§ **Tasks to carry out**
(A) Answer these questions using the episode discussion thread, one answer per line, marked the same way:
(i) Besides "Twilight zone", what did the first poster think of?
(ii) According to wprager, what would they have died of before digging themselves out?
(iii) What dollar amount of diamonds does TAsunder mention?
(B) From the episode discussion thread, extract the passage from "Lots of totally" to "for the bad...".
(C) Write what comes next in the episode discussion thread, picking up from the point where it stops.

§ **Selected text**
══════
I loved this episode. I know some people mentioned "Twilight zone", but the first thing I thought of was "Tales from the Crypt".


----------



## wprager (Feb 19, 2006)

Bierboy said:


> Do you have _*any*_ idea how heavy a "few feet" of sand can be? And it was piled in a mound above the rest of the beach, too.


They would have also died of asphyxiation long before they regained enough strenght to even attempt to dig themselves out.
Edit: Crap, I smeeked. I apologize


----------



## TAsunder (Aug 6, 2003)

This was a fun episode, sure, but it was also pretty flawed...

First, what I liked... 

the whole story was very tongue in cheek, which was fitting since the characters were tongue in cheek.

this was almost a clip show of sorts, but done so well that we would never have expected it. the twist to the clip show aspect was that characters that we thought were just randomly inserted were shown to be in those other scenes, conveniently either not shown in a previous camera angle or just sort of inserted with CGI. I thought that was funny and fun, and in the spirit of the wink to the audience.

The fourth wall was totally broken down in this episode, but not really in a bad way. Many of those "why don't they do this" nagging at us were addresses. Why didn't they see the hatch the first time they saw the plane? Why didn't anyone notice the plane before? What was artz doing before he blowed up?

The baywatch stripper show was pretty funny.

Lots of totally unnecessary cleavage.

Made up mysteries answered in the same episode... again, very winky at the audience in a funny way.

Now for the bad...

I don't think the tone fit the show. The whole cheesy baywatch tv show was actually the tone of this episode as well. There was just something a little off. It was fine for a stand alone episode but I hope that the same tone does not make it into subsequent episodes. It is a little too goofy.

The most nagging problem was that the entire episode was really, really, ludicrously predictable. The instant she kissed the old dude I knew that she was going to kill him for money somehow. I knew he was being poisoned just by virtue of them eating at the table. It was obvious they were on a set after about 3 seconds in that flashback. The second they showed the spider in the artz jar, it was obvious she used that on him and got bitten by it or another one. All those lingering shots on the body even before that made it obvious they were only paralyzed. I knew she had demanded a gun from sawyer when desmond said they argued. I knew sawyer had the diamonds then too. I knew he was keeping them because he was afraid of losing her, and I knew she would flip out and prove him right.

Just overall wayyyyyy too predictable.

But I'll forgive it because it was fun.

One thing... I don't think diamonds are "worthless" on the island. For one, they could have a lot of practical purposes as basic tools. More importantly, at least some of them, including sawyer, know that the others are out there and probably have use for commodities like diamonds. $8 million in diamonds is probably useful to them and worth keeping around for trading purposes.


----------



## Peter000 (Apr 15, 2002)
══════
§ **Raw records**
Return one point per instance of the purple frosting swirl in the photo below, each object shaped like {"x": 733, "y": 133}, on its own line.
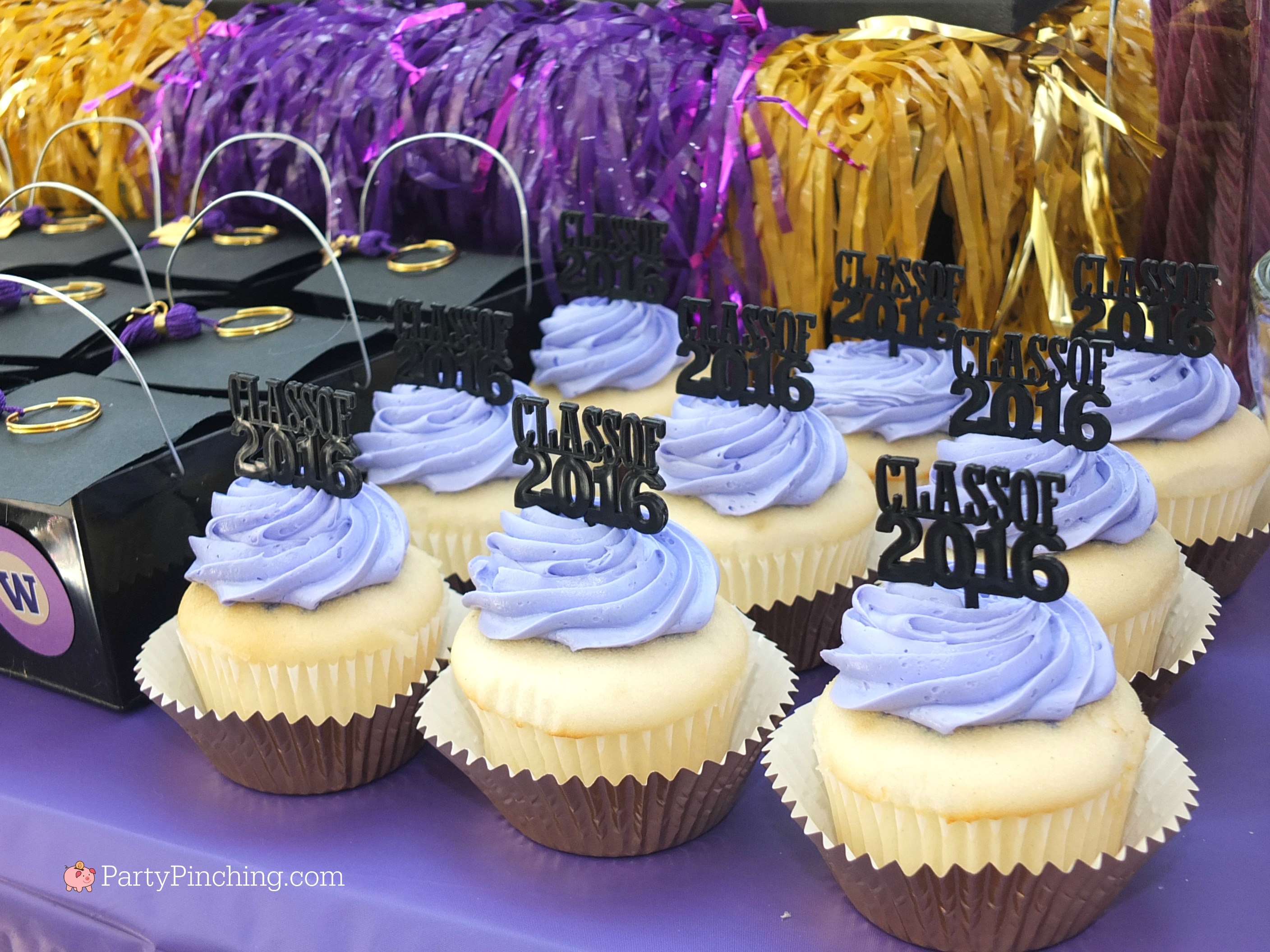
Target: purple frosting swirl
{"x": 447, "y": 439}
{"x": 746, "y": 458}
{"x": 594, "y": 343}
{"x": 591, "y": 586}
{"x": 861, "y": 389}
{"x": 1161, "y": 397}
{"x": 1109, "y": 495}
{"x": 298, "y": 546}
{"x": 919, "y": 653}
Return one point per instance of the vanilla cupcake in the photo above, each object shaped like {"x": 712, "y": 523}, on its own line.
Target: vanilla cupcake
{"x": 617, "y": 355}
{"x": 594, "y": 652}
{"x": 880, "y": 404}
{"x": 307, "y": 604}
{"x": 446, "y": 458}
{"x": 966, "y": 737}
{"x": 1207, "y": 456}
{"x": 1122, "y": 564}
{"x": 774, "y": 497}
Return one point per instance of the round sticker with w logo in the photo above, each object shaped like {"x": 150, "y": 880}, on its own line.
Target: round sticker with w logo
{"x": 33, "y": 604}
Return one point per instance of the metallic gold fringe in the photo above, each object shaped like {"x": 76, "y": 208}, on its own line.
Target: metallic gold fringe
{"x": 1005, "y": 133}
{"x": 56, "y": 58}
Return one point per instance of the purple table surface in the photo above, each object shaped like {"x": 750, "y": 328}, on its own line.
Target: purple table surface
{"x": 427, "y": 862}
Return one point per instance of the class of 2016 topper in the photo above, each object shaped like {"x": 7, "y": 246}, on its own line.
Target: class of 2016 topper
{"x": 296, "y": 436}
{"x": 1175, "y": 300}
{"x": 1047, "y": 365}
{"x": 755, "y": 357}
{"x": 454, "y": 348}
{"x": 999, "y": 498}
{"x": 600, "y": 451}
{"x": 617, "y": 258}
{"x": 903, "y": 301}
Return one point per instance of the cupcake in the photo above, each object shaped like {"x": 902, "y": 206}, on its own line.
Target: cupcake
{"x": 1207, "y": 456}
{"x": 446, "y": 458}
{"x": 880, "y": 404}
{"x": 774, "y": 497}
{"x": 1122, "y": 564}
{"x": 610, "y": 353}
{"x": 307, "y": 604}
{"x": 595, "y": 652}
{"x": 970, "y": 737}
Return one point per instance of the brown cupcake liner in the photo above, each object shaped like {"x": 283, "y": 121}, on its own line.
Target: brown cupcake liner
{"x": 606, "y": 819}
{"x": 1182, "y": 640}
{"x": 1227, "y": 563}
{"x": 279, "y": 755}
{"x": 810, "y": 626}
{"x": 989, "y": 911}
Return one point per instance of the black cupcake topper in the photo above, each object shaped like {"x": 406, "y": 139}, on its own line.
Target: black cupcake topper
{"x": 619, "y": 258}
{"x": 752, "y": 358}
{"x": 454, "y": 348}
{"x": 601, "y": 451}
{"x": 1045, "y": 365}
{"x": 296, "y": 436}
{"x": 903, "y": 301}
{"x": 1173, "y": 301}
{"x": 950, "y": 553}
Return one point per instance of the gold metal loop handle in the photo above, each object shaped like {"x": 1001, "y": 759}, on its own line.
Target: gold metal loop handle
{"x": 94, "y": 410}
{"x": 284, "y": 316}
{"x": 159, "y": 309}
{"x": 74, "y": 290}
{"x": 447, "y": 254}
{"x": 73, "y": 224}
{"x": 247, "y": 235}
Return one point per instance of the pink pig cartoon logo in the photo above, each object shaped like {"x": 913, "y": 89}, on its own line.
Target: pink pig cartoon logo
{"x": 79, "y": 878}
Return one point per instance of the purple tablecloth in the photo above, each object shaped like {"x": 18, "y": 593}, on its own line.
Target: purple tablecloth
{"x": 427, "y": 864}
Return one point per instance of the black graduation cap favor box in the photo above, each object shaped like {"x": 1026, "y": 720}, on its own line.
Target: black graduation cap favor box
{"x": 435, "y": 271}
{"x": 202, "y": 265}
{"x": 308, "y": 349}
{"x": 94, "y": 526}
{"x": 33, "y": 254}
{"x": 56, "y": 337}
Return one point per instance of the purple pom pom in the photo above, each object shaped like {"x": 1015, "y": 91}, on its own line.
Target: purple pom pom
{"x": 181, "y": 323}
{"x": 7, "y": 408}
{"x": 35, "y": 216}
{"x": 10, "y": 295}
{"x": 375, "y": 244}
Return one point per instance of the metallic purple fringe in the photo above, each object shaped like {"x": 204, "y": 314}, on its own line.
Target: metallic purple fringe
{"x": 597, "y": 106}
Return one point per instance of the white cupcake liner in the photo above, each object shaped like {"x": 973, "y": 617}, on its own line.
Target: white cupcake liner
{"x": 1182, "y": 639}
{"x": 989, "y": 911}
{"x": 277, "y": 755}
{"x": 766, "y": 578}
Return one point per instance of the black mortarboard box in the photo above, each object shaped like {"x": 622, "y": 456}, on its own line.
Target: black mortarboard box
══════
§ **The responses**
(A)
(i) "Tales from the Crypt"
(ii) Asphyxiation
(iii) $8 million

(B)
Lots of totally unnecessary cleavage.

Made up mysteries answered in the same episode... again, very winky at the audience in a funny way.

Now for the bad...

(C)
cheesesteak said:


> This was not Lost at its best. They could have aired a test pattern for an hour and the plot line would have advanced the same distance. It focused on two meaningless, cardboard cutout, minor characters who've never had an impact on the plot. What really bugged me was that Nikki and Paulo did the "Lost thing" where they discover/learn/find interesting things on the island and then don't tell anybody about it. That's what really bothers me about Lost - otherwise intelligent characters who don't ask questions and who don't share important information. Real people don't act that way. Maybe some, but not a whole island full of people. To kill them off at the end was childish, in my opinion.


You don't live in the same world I do, that's for sure.  We have a whole COUNTRY full of people who act that way.

You didn't seem to get it... these characters were just totally out for themselves. Every move they made while on the island was self-serving; therefore there was no NEED for them to tell anyone what they were doing. They wanted to keep a low profile.


----------



## TAsunder (Aug 6, 2003)

I'm going to agree with cheesesteak but I think that it was intentional. They were the epitome of lost stupidity, and that's why the episode was so much fun. The writers were winking at us by showing those characters discovering all kinds of stuff and not telling anyone in the most extreme example of "Losties don't ever talk".


----------



## jamesbobo (Jun 18, 2000)

cherry ghost said:


> Vincent knew they weren't dead.


I don't even remember anyone named Vincent. Who's he?


----------



## kyms66 (Feb 19, 2003)

Vincent is/was Walt's dog.


----------



## durl (Dec 1, 2005)

Interesting episode. I saw the paralysis thing coming as soon Artz told her about the Medusa spider, but I did NOT see them being buried alive. Fitting, actually. The island reaped justice yet again.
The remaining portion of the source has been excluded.